• What the task asks: Give the listing below again in full, exactly as written.
--- start of Raw records ---
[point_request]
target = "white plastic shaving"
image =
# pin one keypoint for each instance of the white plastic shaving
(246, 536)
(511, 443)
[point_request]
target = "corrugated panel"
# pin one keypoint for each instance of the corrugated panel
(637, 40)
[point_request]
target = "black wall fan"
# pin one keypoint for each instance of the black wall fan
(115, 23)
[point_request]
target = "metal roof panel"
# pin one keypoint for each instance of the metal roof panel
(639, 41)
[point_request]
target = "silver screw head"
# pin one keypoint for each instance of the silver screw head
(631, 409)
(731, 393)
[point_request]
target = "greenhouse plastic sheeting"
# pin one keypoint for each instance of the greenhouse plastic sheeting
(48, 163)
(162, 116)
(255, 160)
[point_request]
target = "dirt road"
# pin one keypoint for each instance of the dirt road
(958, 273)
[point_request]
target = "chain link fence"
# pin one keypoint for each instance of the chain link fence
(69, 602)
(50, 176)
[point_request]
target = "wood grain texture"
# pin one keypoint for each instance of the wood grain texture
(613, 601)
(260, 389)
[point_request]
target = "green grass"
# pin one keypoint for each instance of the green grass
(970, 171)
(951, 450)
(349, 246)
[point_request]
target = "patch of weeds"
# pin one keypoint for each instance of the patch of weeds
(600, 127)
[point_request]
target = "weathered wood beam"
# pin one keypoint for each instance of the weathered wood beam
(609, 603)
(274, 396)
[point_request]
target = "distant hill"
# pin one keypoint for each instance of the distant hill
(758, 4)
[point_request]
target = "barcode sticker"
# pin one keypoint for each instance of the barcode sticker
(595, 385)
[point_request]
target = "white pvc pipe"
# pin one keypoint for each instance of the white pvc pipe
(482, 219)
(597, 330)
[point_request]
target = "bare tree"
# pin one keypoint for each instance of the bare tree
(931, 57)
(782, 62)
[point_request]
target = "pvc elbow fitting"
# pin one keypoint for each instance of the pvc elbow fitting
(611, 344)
--- end of Raw records ---
• Complete output:
[point_request]
target = "white plastic shaving"
image =
# pin one keypoint for each instance of the white plastic shaving
(246, 536)
(511, 443)
[point_request]
target = "corrugated panel"
# pin one keypoint for each instance of the corrugated panel
(637, 40)
[point_request]
target = "black wall fan"
# pin one keypoint for each instance of the black wall fan
(115, 23)
[point_request]
target = "metal roof panel"
# pin one keypoint for each instance of the metal roof panel
(639, 41)
[point_request]
target = "silver screw head"
# pin one keypoint for each instance of the silver screw head
(631, 409)
(731, 393)
[point_request]
target = "greenhouse plastic sheeting"
# pin one keypoint for each instance of the greenhouse plastic sheeting
(48, 163)
(162, 116)
(255, 160)
[point_request]
target = "dirt road"
# pin one keypoint for each instance of the dirt road
(958, 273)
[point_request]
target = "chain link fence"
# pin one keypoint for each instance of the chain link fence
(69, 602)
(50, 176)
[point_request]
target = "wood grain texture"
# pin one keypoint for each instance of the wood grain texture
(613, 601)
(260, 389)
[point_request]
target = "green grass"
# pin one keypoint for each instance of the green grass
(970, 171)
(951, 450)
(349, 246)
[point_request]
target = "patch of weeds"
# pin one keypoint for each instance of the patch of weeds
(600, 127)
[point_request]
target = "weathered wood beam"
# pin one keypoint for each instance of the weathered wood beam
(609, 603)
(274, 396)
[point_request]
target = "distant hill"
# pin one keypoint for each instance of the distant hill
(758, 4)
[point_request]
target = "barcode sticker"
# pin one keypoint for each instance of the barcode sticker
(595, 385)
[point_request]
target = "white pvc pipe"
# pin one keypoint for each instance of the white pvc pipe
(482, 219)
(597, 330)
[point_request]
target = "bare tree"
# pin one keypoint for each instance of the bare tree
(931, 57)
(782, 62)
[point_request]
target = "pvc elbow fitting"
# pin one keypoint for each instance of the pvc elbow fitting
(611, 344)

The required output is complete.